-- Available records follows --

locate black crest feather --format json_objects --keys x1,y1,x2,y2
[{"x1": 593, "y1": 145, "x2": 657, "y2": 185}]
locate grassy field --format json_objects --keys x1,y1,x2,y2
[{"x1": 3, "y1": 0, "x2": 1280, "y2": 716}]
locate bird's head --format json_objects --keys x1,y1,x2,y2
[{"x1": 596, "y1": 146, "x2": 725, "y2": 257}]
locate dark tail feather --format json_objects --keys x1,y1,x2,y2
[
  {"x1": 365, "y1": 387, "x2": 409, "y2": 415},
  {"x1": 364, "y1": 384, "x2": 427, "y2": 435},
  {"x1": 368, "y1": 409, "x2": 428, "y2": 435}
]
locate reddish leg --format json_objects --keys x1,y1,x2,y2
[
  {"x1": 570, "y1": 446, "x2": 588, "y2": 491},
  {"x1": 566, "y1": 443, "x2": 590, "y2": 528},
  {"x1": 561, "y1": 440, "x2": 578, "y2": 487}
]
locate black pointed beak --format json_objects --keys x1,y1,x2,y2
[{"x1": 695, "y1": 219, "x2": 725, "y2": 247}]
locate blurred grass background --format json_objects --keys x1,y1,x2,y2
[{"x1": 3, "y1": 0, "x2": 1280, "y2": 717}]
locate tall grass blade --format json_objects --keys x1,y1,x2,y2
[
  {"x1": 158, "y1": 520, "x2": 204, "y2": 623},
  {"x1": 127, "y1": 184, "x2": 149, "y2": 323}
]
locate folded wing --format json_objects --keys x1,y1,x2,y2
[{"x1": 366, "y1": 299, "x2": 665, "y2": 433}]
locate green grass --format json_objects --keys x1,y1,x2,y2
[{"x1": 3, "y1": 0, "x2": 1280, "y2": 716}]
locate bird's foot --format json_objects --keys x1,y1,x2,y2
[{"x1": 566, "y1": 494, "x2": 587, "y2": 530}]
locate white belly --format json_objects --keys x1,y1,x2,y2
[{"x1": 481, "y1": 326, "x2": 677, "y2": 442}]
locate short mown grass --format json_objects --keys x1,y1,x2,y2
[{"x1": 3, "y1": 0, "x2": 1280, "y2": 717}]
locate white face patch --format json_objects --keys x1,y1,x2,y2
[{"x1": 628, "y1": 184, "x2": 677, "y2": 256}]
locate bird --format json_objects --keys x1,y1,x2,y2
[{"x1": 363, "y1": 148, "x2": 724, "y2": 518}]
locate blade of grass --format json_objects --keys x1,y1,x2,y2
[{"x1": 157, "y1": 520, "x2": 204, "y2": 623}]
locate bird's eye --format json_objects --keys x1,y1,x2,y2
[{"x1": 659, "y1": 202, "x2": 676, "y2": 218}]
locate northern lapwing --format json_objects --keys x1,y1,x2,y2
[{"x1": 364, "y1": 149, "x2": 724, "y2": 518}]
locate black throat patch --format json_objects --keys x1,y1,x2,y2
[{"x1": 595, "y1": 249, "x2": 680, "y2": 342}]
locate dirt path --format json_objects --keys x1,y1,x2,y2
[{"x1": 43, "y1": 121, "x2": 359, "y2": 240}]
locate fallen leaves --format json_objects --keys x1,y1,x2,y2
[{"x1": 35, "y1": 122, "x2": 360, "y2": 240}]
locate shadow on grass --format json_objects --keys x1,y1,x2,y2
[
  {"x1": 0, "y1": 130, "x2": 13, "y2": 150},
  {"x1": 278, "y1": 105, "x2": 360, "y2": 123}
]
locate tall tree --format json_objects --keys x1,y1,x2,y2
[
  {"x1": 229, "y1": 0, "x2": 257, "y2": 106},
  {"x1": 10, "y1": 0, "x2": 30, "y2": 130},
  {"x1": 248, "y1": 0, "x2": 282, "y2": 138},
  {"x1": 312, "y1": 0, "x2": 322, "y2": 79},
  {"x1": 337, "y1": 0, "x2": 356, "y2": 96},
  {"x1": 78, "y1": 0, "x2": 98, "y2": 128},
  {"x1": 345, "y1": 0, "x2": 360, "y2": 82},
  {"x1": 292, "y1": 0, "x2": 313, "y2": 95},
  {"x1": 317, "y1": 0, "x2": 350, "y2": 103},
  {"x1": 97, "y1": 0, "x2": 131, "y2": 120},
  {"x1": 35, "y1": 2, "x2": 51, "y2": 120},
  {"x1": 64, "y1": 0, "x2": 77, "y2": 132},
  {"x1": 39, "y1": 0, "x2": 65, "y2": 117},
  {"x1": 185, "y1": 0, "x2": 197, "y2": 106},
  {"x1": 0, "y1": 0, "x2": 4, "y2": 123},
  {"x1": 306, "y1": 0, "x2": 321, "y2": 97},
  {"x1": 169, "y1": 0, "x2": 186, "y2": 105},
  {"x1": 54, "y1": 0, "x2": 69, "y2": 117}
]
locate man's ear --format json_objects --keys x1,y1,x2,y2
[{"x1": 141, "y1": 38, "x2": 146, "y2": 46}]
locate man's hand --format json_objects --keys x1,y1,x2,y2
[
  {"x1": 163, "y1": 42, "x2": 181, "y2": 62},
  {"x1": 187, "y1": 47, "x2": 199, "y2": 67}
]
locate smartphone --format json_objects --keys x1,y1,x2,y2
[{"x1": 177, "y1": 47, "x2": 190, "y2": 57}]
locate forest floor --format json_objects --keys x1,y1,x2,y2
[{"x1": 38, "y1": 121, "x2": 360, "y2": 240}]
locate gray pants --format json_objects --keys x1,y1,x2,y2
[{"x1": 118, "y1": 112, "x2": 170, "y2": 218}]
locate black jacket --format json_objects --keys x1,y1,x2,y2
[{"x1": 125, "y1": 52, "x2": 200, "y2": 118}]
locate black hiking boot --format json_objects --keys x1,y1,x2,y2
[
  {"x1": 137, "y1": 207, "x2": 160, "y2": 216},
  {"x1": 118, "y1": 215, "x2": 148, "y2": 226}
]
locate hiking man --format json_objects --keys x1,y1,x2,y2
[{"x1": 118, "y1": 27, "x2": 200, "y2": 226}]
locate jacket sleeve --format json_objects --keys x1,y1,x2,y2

-- Available records concluded --

_Exercise_
Give each line of the records above again, unchanged.

_Answer for the task_
locate black crest feather --format json_objects --keys x1,y1,x2,y2
[{"x1": 593, "y1": 145, "x2": 657, "y2": 185}]
locate grassy field --format json_objects --keys x1,y1,x2,y2
[{"x1": 3, "y1": 0, "x2": 1280, "y2": 716}]
locate bird's head --format json_objects --keys x1,y1,x2,y2
[{"x1": 596, "y1": 146, "x2": 725, "y2": 257}]
locate dark tail feather --format json_objects --keys x1,y1,x2,y2
[
  {"x1": 365, "y1": 387, "x2": 409, "y2": 415},
  {"x1": 364, "y1": 384, "x2": 427, "y2": 435},
  {"x1": 368, "y1": 409, "x2": 428, "y2": 435}
]
locate reddish leg --format json_objects --keys x1,y1,x2,y2
[
  {"x1": 570, "y1": 446, "x2": 588, "y2": 491},
  {"x1": 566, "y1": 443, "x2": 590, "y2": 528},
  {"x1": 561, "y1": 440, "x2": 578, "y2": 487}
]
locate black pointed beak --format json_objects --keys x1,y1,x2,y2
[{"x1": 695, "y1": 219, "x2": 725, "y2": 247}]
locate blurred grass background --format json_objects --keys x1,y1,x2,y2
[{"x1": 3, "y1": 0, "x2": 1280, "y2": 717}]
locate tall grass blade --format json_objects --keys x1,y1,x2,y2
[
  {"x1": 158, "y1": 520, "x2": 204, "y2": 623},
  {"x1": 127, "y1": 184, "x2": 149, "y2": 323}
]
locate folded wing --format json_objects --keys x1,y1,x2,y2
[{"x1": 366, "y1": 299, "x2": 665, "y2": 433}]
locate green grass --format json_objects --keys x1,y1,x2,y2
[{"x1": 3, "y1": 0, "x2": 1280, "y2": 716}]
locate bird's foot --format json_objects --keys x1,y1,x2,y2
[{"x1": 566, "y1": 494, "x2": 587, "y2": 530}]
locate white belly --format json_objects --keys x1,y1,x2,y2
[{"x1": 481, "y1": 326, "x2": 677, "y2": 442}]
locate short mown grass --format json_objects --keys x1,y1,x2,y2
[{"x1": 3, "y1": 0, "x2": 1280, "y2": 717}]
locate white face patch --format json_objects --keys x1,y1,x2,y2
[{"x1": 628, "y1": 184, "x2": 677, "y2": 256}]
locate bird --format json_objects --keys x1,y1,x2,y2
[{"x1": 363, "y1": 148, "x2": 724, "y2": 518}]
locate blade of grass --format json_objects --keys x1,y1,x2,y2
[{"x1": 157, "y1": 520, "x2": 204, "y2": 623}]
locate bird's eye --format json_objects --keys x1,y1,x2,y2
[{"x1": 659, "y1": 202, "x2": 676, "y2": 218}]
locate northern lapwing --format json_objects --keys x1,y1,x2,y2
[{"x1": 364, "y1": 149, "x2": 724, "y2": 518}]
locate black throat patch --format json_objects --keys x1,y1,x2,y2
[{"x1": 595, "y1": 249, "x2": 680, "y2": 342}]
locate dirt path --format json_objects --keys x1,y1,x2,y2
[{"x1": 43, "y1": 121, "x2": 359, "y2": 240}]
locate fallen leaves --format json_objects --keys x1,y1,x2,y2
[{"x1": 35, "y1": 122, "x2": 360, "y2": 240}]
locate shadow on grass --format json_objects --keys x1,y1,x2,y2
[
  {"x1": 0, "y1": 130, "x2": 13, "y2": 150},
  {"x1": 278, "y1": 105, "x2": 360, "y2": 123}
]
locate tall tree --format json_objects --keys x1,y1,x2,y2
[
  {"x1": 229, "y1": 0, "x2": 257, "y2": 106},
  {"x1": 10, "y1": 0, "x2": 30, "y2": 130},
  {"x1": 248, "y1": 0, "x2": 282, "y2": 138},
  {"x1": 312, "y1": 0, "x2": 322, "y2": 79},
  {"x1": 337, "y1": 0, "x2": 356, "y2": 96},
  {"x1": 78, "y1": 0, "x2": 98, "y2": 128},
  {"x1": 345, "y1": 0, "x2": 360, "y2": 82},
  {"x1": 292, "y1": 0, "x2": 313, "y2": 95},
  {"x1": 317, "y1": 0, "x2": 350, "y2": 103},
  {"x1": 97, "y1": 0, "x2": 131, "y2": 120},
  {"x1": 35, "y1": 2, "x2": 51, "y2": 120},
  {"x1": 64, "y1": 0, "x2": 77, "y2": 132},
  {"x1": 39, "y1": 0, "x2": 65, "y2": 117},
  {"x1": 185, "y1": 0, "x2": 197, "y2": 106},
  {"x1": 0, "y1": 0, "x2": 4, "y2": 123},
  {"x1": 306, "y1": 0, "x2": 321, "y2": 97},
  {"x1": 169, "y1": 0, "x2": 186, "y2": 105},
  {"x1": 54, "y1": 0, "x2": 69, "y2": 117}
]
locate man's ear --format json_objects --keys x1,y1,x2,y2
[{"x1": 141, "y1": 38, "x2": 146, "y2": 46}]
locate man's hand --format json_objects --keys x1,y1,x2,y2
[
  {"x1": 163, "y1": 42, "x2": 181, "y2": 62},
  {"x1": 187, "y1": 47, "x2": 199, "y2": 67}
]
locate smartphone --format json_objects --keys x1,y1,x2,y2
[{"x1": 177, "y1": 47, "x2": 190, "y2": 57}]
locate forest floor --format json_objects --keys x1,y1,x2,y2
[{"x1": 38, "y1": 121, "x2": 360, "y2": 240}]
locate gray pants --format json_objects --keys x1,y1,x2,y2
[{"x1": 118, "y1": 112, "x2": 170, "y2": 218}]
locate black jacket --format json_objects --keys x1,y1,x2,y2
[{"x1": 125, "y1": 52, "x2": 200, "y2": 118}]
locate black hiking boot --format json_objects --keys x1,y1,x2,y2
[
  {"x1": 137, "y1": 207, "x2": 160, "y2": 216},
  {"x1": 118, "y1": 215, "x2": 148, "y2": 226}
]
locate hiking man --format json_objects --keys x1,y1,x2,y2
[{"x1": 118, "y1": 27, "x2": 200, "y2": 226}]
locate jacket sleeve --format json_objects --keys x1,y1,x2,y2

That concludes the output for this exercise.